Provided data ::

************

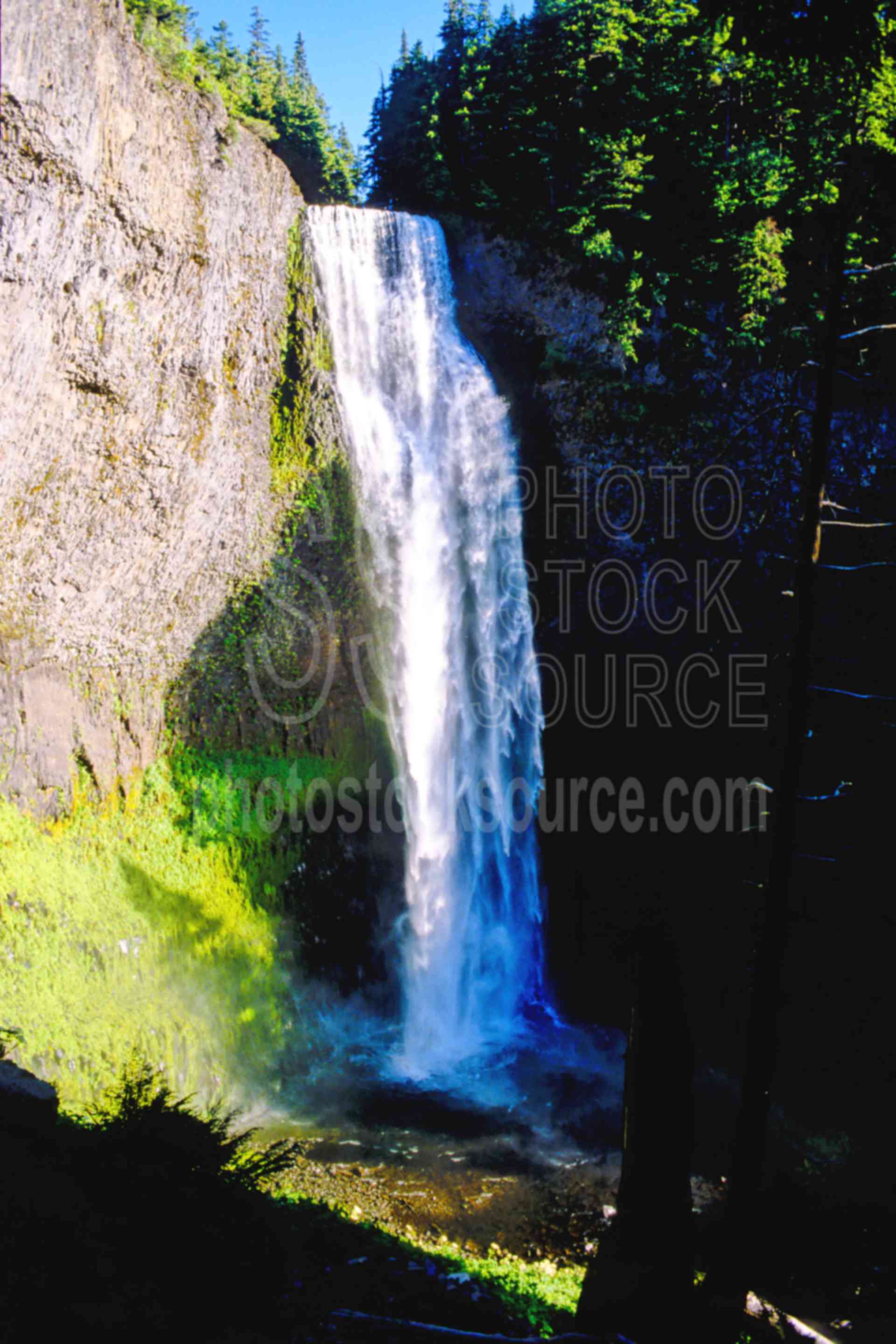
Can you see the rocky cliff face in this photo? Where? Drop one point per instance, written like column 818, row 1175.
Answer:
column 146, row 268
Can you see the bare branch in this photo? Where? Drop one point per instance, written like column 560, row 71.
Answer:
column 884, row 327
column 836, row 522
column 869, row 271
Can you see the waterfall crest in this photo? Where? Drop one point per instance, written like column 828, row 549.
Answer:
column 438, row 492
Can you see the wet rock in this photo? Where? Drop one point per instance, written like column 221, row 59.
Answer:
column 25, row 1100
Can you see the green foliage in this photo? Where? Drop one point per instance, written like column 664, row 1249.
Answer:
column 143, row 1123
column 152, row 923
column 10, row 1038
column 282, row 106
column 680, row 156
column 147, row 1219
column 304, row 350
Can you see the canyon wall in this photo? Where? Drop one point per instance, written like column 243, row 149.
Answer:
column 155, row 291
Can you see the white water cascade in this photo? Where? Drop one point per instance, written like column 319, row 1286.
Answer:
column 438, row 492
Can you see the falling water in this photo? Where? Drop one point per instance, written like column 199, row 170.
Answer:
column 437, row 483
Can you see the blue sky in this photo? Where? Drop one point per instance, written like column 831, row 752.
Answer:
column 348, row 42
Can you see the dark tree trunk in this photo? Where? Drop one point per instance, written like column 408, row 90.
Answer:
column 730, row 1276
column 643, row 1276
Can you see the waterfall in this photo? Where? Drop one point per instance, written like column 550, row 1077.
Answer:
column 438, row 495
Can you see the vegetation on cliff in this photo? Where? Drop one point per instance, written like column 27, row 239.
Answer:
column 276, row 98
column 688, row 159
column 155, row 923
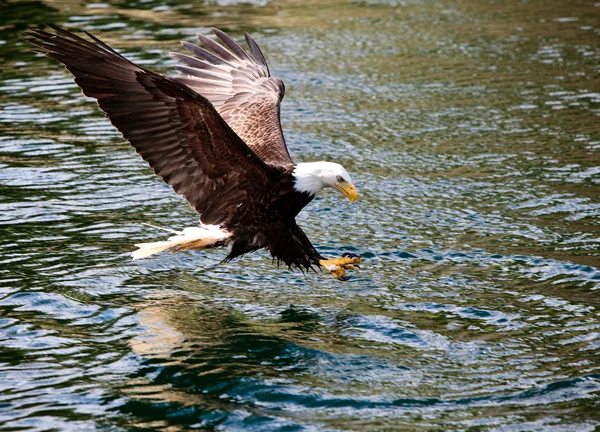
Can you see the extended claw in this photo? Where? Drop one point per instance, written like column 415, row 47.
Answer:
column 338, row 266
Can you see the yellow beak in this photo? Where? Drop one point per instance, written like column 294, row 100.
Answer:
column 348, row 190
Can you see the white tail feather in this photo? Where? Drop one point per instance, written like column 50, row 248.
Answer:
column 197, row 238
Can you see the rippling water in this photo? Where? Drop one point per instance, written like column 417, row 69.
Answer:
column 472, row 130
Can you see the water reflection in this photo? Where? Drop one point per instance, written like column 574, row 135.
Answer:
column 472, row 132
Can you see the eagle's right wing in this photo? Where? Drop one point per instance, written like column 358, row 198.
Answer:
column 242, row 90
column 175, row 130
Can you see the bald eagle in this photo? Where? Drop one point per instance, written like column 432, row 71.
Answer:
column 213, row 134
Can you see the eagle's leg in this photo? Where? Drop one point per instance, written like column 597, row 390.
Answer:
column 338, row 266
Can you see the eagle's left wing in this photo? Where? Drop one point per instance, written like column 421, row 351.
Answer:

************

Render every line of the material above as a numbered list, omitting any blank lines and leaving the picture markers out of your answer.

1. Can you see the rocky cliff face in this photo? Where? Drop one point per instance, written like column 818, row 1175.
2. Answer:
3. column 146, row 268
4. Can you see the bare branch in this photo? Where? Drop one point per instance, written like column 560, row 71.
5. Answer:
6. column 884, row 327
7. column 836, row 522
8. column 869, row 271
9. Can you see the waterfall crest in this photo? Where? Drop one point per instance, written like column 828, row 549.
10. Answer:
11. column 438, row 492
12. Can you see the wet rock in this photo? Where? Drop one point per instance, written like column 221, row 59.
13. Answer:
14. column 25, row 1100
15. Can you see the green foliage in this photo? Where? Drop one point per instance, written like column 664, row 1249.
16. Answer:
17. column 143, row 1123
18. column 152, row 923
19. column 10, row 1038
20. column 282, row 106
21. column 680, row 156
22. column 147, row 1219
23. column 304, row 350
24. Can you see the canyon wall in this photo? Where? Drop one point per instance, written like column 243, row 149.
25. Answer:
26. column 155, row 291
27. Can you see the white water cascade in this photo? Where? Drop one point per instance, written like column 319, row 1286.
28. Answer:
29. column 438, row 492
30. Can you see the falling water in this photo? Where? Drop one point per instance, written like column 199, row 170.
31. Answer:
32. column 437, row 483
33. Can you see the blue sky in this photo? Where? Drop one point per instance, written like column 831, row 752.
34. Answer:
35. column 348, row 42
36. Can you see the dark tree trunk in this photo? Where? Drop one point per instance, written like column 408, row 90.
37. Answer:
38. column 730, row 1276
39. column 643, row 1276
40. Can you see the waterfall in this photo? Where? Drop one point per instance, written like column 550, row 1077.
41. Answer:
42. column 438, row 495
43. Can you see the vegetation on cliff in this photo? Where? Drop one point per instance, written like column 27, row 239.
44. Answer:
45. column 276, row 98
46. column 688, row 159
47. column 155, row 923
48. Can you see the extended claw in this photo? Where? Drop one point per instance, written like column 415, row 47.
49. Answer:
50. column 338, row 266
51. Can you see the yellow beak in this photo? Where? Drop one point per instance, written like column 294, row 100.
52. Answer:
53. column 348, row 190
54. Can you see the white tail feather in this photo? Where? Drop one point per instance, written like column 50, row 248.
55. Answer:
56. column 197, row 238
57. Can you see the rippling water in this photo? Where? Drop one point per instance, written like column 417, row 69.
58. Answer:
59. column 472, row 130
60. Can you see the water reflection in this photo? Where? Drop one point per instance, written like column 574, row 135.
61. Answer:
62. column 472, row 132
63. Can you see the eagle's right wing in this photo? Where? Drop one point per instance, written like column 358, row 198.
64. Answer:
65. column 242, row 90
66. column 175, row 130
67. Can you see the bald eagle in this photo? Where? Drop one point per instance, written like column 432, row 71.
68. Answer:
69. column 213, row 134
70. Can you see the eagle's leg in this photo? Where? Drop one point per instance, written like column 597, row 390.
71. Answer:
72. column 338, row 266
73. Can you see the eagle's left wing in this photo? Where? Drop one point per instance, written like column 421, row 351.
74. Answer:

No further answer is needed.